Apply the transform on an image.

Parameters: img (ndarray) – of shape NxHxWxC, or HxWxC or HxW. The array can be of type uint8 in range [0, 255], or floating point in range [0, 1] or [0, 255].
Returns: ndarray – image after apply the transformation.

abstract apply_coords(coords: numpy.ndarray)[source]¶

Apply the transform on coordinates.

Parameters: coords (ndarray) – floating point array of shape Nx2. Each row is (x, y).
Returns: ndarray – coordinates after apply the transformation.

Note

The coordinates are not pixel indices. Coordinates on an image of shape (H, W) are in range [0, W] or [0, H].

apply_segmentation(segmentation: numpy.ndarray) → numpy.ndarray [source]¶

Apply the transform on a full-image segmentation. By default will just perform “apply_image”.

Parameters

segmentation (ndarray) – of shape HxW. The array should have integer
bool dtype. (or) –

Returns

ndarray – segmentation after apply the transformation.

apply_box(box: numpy.ndarray) → numpy.ndarray [source]¶

Apply the transform on an axis-aligned box. By default will transform the corner points and use their minimum/maximum to create a new axis-aligned box. Note that this default may change the size of your box, e.g. in rotations.

Parameters: box (ndarray) – Nx4 floating point array of XYXY format in absolute coordinates.
Returns: ndarray – box after apply the transformation.

Note

The coordinates are not pixel indices. Coordinates on an image of shape (H, W) are in range [0, W] or [0, H].

apply_polygons(polygons: list) → list [source]¶

Apply the transform on a list of polygons, each represented by a Nx2 array. By default will just transform all the points.

Parameters: polygon (list[ndarray]) – each is a Nx2 floating point array of (x, y) format in absolute coordinates.
Returns: list[ndarray] – polygon after apply the transformation.

Note

The coordinates are not pixel indices. Coordinates on an image of shape (H, W) are in range [0, W] or [0, H].

__call__(image, annotations=None, **kwargs)[source]¶: Apply transfrom to images and annotations (if exist)

classmethod register_type(data_type: str, func: Callable)[source]¶

Register the given function as a handler that this transform will use for a specific data type.

Parameters

data_type (str) – the name of the data type (e.g., box)
func (callable) – takes a transform and a data, returns the transformed data.

Examples:

def func(flip_transform, voxel_data):
    return transformed_voxel_data
HFlipTransform.register_type("voxel", func)

# ...
transform = HFlipTransform(...)
§
**Required work**
Can you pick up the transform API documentation after its last line and keep writing it?

**Information provided**
§
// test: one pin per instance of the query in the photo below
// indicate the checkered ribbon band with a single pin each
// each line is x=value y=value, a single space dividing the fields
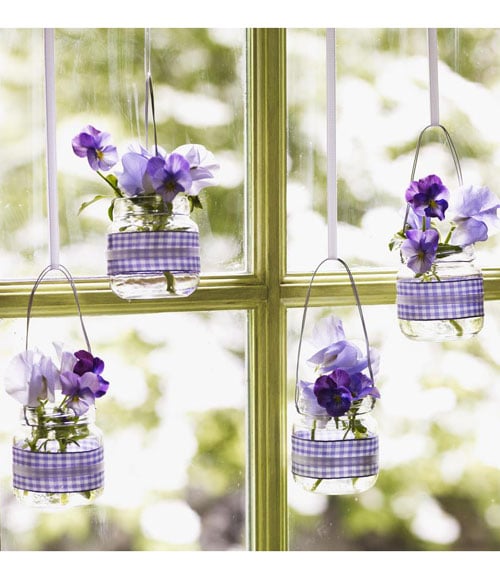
§
**Final answer**
transform.apply_voxel(voxel_data)  # func will be called

class cvpods.data.transforms.TransformList(transforms: list)[source]¶

Bases: object

Maintain a list of transform operations which will be applied in sequence. .. attribute:: transforms

type

list[Transform]

__init__(transforms: list)[source]¶

Parameters: transforms (list[Transform]) – list of transforms to perform.

__getattr__(name: str)[source]¶

Parameters: name (str) – name of the attribute.

__add__(other: cvpods.data.transforms.transform.TransformList) → cvpods.data.transforms.transform.TransformList[source]¶

Parameters: other (TransformList) – transformation to add.
Returns: TransformList – list of transforms.

__iadd__(other: cvpods.data.transforms.transform.TransformList) → cvpods.data.transforms.transform.TransformList[source]¶

Parameters: other (TransformList) – transformation to add.
Returns: TransformList – list of transforms.

__radd__(other: cvpods.data.transforms.transform.TransformList) → cvpods.data.transforms.transform.TransformList[source]¶

Parameters: other (TransformList) – transformation to add.
Returns: TransformList – list of transforms.

insert(idx: int, other: cvpods.data.transforms.transform.TransformList) → cvpods.data.transforms.transform.TransformList[source]¶

Parameters

idx (int) – insert position.
other (TransformList) – transformation to insert.

Returns

None

class cvpods.data.transforms.ExtentTransform(src_rect, output_size, interp=2, fill=0)[source]¶

Bases: cvpods.data.transforms.transform.Transform

Extracts a subregion from the source image and scales it to the output size.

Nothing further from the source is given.